• _JOB_: Lay out the records below as a Markdown table with the columns Row and Line, giving each line its own numbered row and leaving out blank lines. Begin at the first line of the records and stop after the line that contains "column 27, row 56".

--- Start of DATASET EXCERPTS ---

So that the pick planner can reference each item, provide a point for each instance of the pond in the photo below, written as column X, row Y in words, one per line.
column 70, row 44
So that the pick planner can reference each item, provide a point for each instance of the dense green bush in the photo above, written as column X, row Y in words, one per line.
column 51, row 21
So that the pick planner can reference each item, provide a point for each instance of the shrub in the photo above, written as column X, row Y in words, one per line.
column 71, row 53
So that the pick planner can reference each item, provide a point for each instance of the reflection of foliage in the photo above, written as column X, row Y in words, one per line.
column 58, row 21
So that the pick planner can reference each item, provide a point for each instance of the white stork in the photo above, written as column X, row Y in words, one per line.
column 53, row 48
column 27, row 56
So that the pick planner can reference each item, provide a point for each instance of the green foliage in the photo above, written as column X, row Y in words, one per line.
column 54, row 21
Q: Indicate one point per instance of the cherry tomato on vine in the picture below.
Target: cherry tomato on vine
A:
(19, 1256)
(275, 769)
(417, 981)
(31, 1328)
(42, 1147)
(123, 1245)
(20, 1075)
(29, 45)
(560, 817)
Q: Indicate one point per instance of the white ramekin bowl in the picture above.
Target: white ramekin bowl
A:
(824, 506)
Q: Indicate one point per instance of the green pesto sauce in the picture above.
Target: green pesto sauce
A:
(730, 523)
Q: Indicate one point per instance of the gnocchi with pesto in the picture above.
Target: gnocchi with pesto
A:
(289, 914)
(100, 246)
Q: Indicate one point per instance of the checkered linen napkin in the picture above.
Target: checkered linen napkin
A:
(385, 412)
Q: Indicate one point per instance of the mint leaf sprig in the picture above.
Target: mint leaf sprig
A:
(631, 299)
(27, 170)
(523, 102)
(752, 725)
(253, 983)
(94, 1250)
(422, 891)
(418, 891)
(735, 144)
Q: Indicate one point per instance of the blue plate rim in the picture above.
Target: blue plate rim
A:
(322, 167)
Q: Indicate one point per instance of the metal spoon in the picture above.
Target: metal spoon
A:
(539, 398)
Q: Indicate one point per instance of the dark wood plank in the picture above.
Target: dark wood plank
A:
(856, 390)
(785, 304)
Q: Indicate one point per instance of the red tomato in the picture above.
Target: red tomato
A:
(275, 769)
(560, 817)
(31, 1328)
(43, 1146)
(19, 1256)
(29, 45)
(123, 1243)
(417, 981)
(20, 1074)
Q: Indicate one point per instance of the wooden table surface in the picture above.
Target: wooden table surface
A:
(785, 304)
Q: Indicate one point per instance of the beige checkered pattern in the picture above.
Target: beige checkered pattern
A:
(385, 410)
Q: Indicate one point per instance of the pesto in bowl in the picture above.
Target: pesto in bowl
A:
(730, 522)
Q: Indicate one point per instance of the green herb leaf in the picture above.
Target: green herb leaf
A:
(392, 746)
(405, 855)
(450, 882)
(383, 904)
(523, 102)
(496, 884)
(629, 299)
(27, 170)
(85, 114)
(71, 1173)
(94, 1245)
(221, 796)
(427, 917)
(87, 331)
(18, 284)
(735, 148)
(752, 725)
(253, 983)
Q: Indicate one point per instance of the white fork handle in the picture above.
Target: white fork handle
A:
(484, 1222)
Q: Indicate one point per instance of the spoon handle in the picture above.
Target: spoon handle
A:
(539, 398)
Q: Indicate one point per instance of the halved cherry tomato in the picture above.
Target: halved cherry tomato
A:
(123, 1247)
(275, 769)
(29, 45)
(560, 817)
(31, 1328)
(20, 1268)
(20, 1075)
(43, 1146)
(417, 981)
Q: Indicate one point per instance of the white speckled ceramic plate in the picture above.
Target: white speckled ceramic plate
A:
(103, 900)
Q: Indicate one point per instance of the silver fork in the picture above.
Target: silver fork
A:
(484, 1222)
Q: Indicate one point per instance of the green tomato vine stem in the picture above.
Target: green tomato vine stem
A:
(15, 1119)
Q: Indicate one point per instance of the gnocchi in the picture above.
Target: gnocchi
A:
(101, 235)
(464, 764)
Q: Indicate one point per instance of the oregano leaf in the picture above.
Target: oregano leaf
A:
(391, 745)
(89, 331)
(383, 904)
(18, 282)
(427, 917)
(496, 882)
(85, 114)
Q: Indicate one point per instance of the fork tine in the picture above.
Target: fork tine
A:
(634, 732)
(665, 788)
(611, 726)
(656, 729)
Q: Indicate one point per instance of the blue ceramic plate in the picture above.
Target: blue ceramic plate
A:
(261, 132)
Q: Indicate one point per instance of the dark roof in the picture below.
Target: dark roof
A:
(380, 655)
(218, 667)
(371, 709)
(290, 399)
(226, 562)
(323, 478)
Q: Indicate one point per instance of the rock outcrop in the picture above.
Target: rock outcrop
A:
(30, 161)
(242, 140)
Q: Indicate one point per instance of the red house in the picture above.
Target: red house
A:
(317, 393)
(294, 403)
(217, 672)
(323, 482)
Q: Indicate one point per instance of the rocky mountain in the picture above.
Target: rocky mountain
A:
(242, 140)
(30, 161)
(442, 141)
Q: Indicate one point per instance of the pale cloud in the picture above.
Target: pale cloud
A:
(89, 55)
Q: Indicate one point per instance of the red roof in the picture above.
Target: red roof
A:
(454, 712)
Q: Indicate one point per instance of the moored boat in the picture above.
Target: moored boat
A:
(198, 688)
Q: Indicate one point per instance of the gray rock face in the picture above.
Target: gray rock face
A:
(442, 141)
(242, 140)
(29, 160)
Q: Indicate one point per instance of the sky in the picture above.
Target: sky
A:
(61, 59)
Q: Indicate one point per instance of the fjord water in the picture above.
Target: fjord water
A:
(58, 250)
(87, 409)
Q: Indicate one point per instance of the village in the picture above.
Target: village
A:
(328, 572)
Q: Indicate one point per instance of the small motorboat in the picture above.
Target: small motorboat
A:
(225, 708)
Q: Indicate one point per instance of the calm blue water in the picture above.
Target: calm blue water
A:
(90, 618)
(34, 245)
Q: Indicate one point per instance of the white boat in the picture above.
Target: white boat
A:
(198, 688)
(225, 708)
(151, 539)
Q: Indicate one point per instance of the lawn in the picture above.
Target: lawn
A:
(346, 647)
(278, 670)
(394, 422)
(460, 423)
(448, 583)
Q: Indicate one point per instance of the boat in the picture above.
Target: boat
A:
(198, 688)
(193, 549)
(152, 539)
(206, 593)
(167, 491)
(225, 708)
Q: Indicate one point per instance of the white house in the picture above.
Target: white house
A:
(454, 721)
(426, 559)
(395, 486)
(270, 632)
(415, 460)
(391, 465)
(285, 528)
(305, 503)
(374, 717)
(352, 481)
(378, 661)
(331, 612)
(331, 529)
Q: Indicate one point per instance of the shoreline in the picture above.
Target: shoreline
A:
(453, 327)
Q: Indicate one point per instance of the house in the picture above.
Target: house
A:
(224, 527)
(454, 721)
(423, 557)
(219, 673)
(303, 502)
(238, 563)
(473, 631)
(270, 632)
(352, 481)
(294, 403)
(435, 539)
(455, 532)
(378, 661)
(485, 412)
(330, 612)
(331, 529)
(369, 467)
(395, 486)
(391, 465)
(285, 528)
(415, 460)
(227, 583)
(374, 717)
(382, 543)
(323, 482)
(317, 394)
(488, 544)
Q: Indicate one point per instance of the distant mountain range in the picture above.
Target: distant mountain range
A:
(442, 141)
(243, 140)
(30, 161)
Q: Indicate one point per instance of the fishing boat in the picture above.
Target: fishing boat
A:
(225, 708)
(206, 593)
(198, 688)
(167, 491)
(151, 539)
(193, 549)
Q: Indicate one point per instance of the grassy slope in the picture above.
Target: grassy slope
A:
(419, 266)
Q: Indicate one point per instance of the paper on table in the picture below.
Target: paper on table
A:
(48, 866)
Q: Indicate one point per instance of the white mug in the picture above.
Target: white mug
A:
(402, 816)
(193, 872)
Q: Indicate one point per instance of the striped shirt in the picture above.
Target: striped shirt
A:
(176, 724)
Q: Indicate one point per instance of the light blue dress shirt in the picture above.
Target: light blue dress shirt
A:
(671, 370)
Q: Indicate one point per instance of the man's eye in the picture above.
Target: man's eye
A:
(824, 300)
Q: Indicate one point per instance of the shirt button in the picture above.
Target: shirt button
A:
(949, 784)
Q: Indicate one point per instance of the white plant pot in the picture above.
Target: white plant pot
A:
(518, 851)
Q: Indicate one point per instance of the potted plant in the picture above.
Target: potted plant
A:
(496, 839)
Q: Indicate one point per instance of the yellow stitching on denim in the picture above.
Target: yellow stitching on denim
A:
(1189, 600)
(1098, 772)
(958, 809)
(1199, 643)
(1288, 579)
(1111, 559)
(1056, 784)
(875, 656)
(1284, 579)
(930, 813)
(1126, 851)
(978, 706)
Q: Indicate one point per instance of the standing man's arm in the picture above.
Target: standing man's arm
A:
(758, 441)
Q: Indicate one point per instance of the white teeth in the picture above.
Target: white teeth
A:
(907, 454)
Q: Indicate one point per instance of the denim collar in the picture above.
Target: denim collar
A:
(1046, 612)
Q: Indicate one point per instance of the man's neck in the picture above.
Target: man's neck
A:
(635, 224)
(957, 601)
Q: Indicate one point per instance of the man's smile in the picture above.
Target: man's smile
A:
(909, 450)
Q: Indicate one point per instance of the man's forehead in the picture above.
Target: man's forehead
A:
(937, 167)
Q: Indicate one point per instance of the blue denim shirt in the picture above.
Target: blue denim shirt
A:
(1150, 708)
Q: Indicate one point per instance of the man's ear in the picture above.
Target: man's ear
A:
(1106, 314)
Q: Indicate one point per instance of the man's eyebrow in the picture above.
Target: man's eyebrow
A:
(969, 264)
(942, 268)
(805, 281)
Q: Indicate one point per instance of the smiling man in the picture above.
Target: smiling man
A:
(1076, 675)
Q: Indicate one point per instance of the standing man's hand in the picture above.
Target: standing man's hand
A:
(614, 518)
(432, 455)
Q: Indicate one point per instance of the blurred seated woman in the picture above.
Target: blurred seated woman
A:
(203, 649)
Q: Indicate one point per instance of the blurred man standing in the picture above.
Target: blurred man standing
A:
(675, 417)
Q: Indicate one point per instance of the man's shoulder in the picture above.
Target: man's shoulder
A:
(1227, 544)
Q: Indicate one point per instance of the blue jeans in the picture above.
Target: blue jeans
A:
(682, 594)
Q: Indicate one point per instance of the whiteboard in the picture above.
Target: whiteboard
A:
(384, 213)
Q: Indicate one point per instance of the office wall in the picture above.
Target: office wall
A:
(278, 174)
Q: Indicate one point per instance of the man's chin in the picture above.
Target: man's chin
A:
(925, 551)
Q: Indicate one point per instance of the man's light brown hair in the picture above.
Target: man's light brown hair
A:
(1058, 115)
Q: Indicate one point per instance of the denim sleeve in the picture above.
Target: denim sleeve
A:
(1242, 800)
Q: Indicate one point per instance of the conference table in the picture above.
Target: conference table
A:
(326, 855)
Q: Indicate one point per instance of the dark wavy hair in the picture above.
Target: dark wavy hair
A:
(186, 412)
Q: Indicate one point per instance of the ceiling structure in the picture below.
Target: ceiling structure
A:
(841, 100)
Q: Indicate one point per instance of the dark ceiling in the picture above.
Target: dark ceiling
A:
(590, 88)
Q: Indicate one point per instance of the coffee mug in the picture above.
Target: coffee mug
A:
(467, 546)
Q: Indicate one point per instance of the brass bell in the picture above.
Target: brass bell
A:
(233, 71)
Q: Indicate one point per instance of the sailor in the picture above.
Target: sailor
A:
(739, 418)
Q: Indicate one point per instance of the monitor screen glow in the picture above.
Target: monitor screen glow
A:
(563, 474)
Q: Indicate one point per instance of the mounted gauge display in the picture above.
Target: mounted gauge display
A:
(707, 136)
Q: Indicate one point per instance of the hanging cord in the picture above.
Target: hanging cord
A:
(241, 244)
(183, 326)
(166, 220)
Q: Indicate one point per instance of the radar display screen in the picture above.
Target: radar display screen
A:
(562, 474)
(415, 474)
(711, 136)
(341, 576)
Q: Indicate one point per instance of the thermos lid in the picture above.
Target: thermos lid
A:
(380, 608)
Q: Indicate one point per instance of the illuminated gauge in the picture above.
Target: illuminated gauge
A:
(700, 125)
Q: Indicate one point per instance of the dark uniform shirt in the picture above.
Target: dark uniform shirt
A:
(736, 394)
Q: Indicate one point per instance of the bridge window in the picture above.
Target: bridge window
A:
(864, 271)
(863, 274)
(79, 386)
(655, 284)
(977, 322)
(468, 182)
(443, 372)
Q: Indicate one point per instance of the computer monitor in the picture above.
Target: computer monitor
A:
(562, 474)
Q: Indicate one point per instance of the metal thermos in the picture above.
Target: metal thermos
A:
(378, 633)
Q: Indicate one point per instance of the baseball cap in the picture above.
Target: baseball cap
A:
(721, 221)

--- End of DATASET EXCERPTS ---

• _RESULT OF THE EXERCISE_:
| Row | Line |
|---|---|
| 1 | So that the pick planner can reference each item, provide a point for each instance of the pond in the photo below, written as column X, row Y in words, one per line. |
| 2 | column 70, row 44 |
| 3 | So that the pick planner can reference each item, provide a point for each instance of the dense green bush in the photo above, written as column X, row Y in words, one per line. |
| 4 | column 51, row 21 |
| 5 | So that the pick planner can reference each item, provide a point for each instance of the shrub in the photo above, written as column X, row Y in words, one per line. |
| 6 | column 71, row 53 |
| 7 | So that the pick planner can reference each item, provide a point for each instance of the reflection of foliage in the photo above, written as column X, row Y in words, one per line. |
| 8 | column 58, row 21 |
| 9 | So that the pick planner can reference each item, provide a point for each instance of the white stork in the photo above, written as column X, row Y in words, one per line. |
| 10 | column 53, row 48 |
| 11 | column 27, row 56 |